▶ _EXERCISE BRIEF_
List all lines of the data containing the word "logo".

** Opening RECORDS PROVIDED block **

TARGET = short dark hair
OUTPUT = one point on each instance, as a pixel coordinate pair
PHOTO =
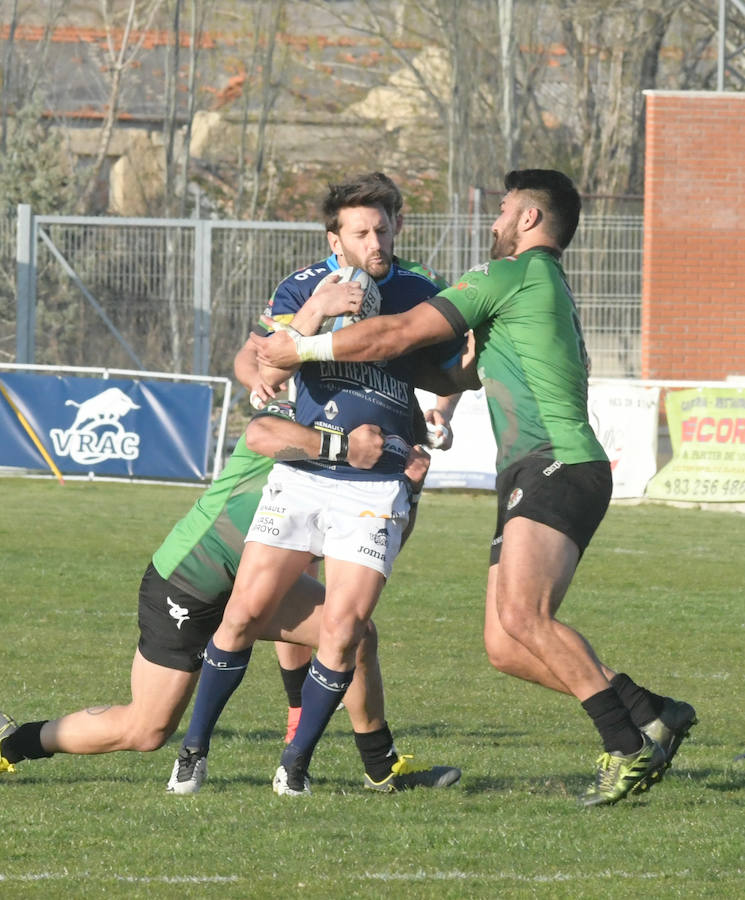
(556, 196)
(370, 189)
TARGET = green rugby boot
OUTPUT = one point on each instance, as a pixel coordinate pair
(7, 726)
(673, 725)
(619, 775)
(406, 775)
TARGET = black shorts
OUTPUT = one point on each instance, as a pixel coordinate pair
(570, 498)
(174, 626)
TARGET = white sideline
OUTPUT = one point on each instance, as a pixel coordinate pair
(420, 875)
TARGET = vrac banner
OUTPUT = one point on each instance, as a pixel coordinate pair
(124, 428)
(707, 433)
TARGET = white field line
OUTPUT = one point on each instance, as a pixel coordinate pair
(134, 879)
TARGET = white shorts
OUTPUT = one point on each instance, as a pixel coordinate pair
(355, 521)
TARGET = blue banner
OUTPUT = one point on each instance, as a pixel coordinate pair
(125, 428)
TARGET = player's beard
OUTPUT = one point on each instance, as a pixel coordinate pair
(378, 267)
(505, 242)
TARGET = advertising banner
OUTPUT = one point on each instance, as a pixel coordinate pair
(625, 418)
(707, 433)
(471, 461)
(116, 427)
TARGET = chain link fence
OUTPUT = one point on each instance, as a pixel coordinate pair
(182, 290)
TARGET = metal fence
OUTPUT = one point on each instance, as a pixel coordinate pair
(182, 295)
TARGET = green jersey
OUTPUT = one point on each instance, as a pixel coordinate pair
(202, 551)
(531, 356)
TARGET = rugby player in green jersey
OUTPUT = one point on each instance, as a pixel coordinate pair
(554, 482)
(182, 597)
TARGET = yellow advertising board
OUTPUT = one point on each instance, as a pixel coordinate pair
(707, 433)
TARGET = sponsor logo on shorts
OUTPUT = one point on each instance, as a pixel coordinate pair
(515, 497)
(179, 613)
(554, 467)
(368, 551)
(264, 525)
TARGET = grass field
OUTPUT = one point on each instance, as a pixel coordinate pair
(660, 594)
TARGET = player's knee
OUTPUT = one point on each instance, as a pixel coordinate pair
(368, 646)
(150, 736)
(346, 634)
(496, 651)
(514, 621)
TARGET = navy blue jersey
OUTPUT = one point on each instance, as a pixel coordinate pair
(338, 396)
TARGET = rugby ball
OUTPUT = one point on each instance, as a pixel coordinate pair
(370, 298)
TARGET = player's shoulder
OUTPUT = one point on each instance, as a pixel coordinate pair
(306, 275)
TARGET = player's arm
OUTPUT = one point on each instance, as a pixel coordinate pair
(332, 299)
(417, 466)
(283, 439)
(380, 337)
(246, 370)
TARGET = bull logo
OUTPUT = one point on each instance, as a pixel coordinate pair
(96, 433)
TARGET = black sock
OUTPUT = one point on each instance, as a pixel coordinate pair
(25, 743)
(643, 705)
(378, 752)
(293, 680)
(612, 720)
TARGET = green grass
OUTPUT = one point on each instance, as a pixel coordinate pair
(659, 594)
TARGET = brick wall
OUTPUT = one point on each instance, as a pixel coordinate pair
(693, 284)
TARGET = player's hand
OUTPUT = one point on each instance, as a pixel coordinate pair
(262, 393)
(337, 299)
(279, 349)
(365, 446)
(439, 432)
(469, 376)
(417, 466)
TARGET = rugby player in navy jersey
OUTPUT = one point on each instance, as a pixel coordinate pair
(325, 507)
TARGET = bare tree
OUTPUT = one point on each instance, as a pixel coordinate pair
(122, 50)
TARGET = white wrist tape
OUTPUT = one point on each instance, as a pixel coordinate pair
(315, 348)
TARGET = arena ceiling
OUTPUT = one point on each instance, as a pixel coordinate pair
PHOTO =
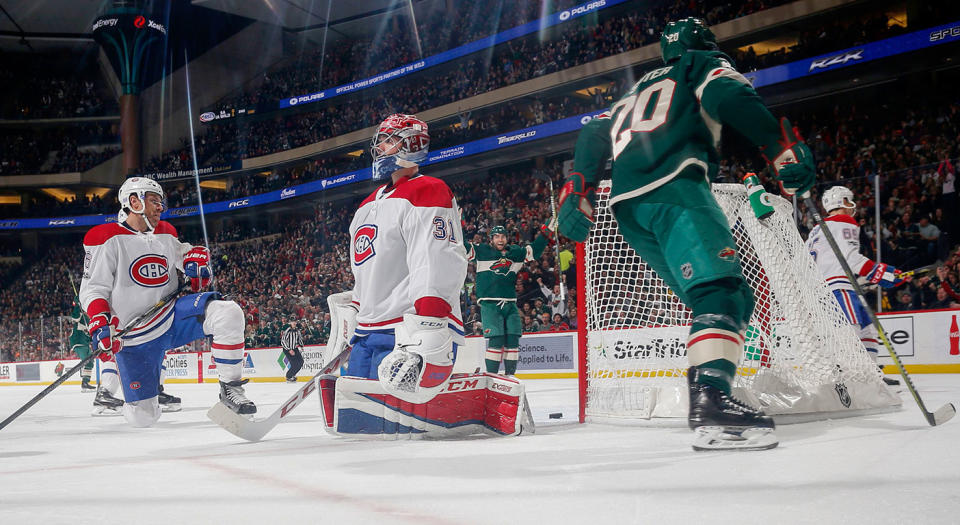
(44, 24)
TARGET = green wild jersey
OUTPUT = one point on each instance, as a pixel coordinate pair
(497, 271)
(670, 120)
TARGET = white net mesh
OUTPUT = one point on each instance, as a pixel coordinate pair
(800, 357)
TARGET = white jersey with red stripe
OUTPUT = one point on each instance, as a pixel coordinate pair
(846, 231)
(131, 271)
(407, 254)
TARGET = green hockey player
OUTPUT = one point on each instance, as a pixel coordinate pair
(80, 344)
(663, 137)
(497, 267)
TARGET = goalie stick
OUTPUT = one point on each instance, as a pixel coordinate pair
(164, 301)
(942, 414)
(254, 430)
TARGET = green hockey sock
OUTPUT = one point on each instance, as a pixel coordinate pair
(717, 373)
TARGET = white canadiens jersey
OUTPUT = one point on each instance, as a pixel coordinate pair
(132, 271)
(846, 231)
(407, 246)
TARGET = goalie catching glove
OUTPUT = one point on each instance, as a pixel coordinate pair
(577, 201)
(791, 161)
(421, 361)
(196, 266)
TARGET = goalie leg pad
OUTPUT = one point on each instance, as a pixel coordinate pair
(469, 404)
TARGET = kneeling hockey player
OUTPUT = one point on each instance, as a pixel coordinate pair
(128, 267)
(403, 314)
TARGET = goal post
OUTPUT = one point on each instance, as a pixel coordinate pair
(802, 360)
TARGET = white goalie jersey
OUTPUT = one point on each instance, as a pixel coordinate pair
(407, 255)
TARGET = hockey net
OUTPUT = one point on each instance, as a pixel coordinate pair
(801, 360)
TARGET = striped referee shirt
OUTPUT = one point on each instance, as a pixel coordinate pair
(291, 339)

** Closing RECORDS PROVIDED block **

▶ _ANSWER SECTION_
TARGET = sponsor logo on shorts
TARGET = bull logo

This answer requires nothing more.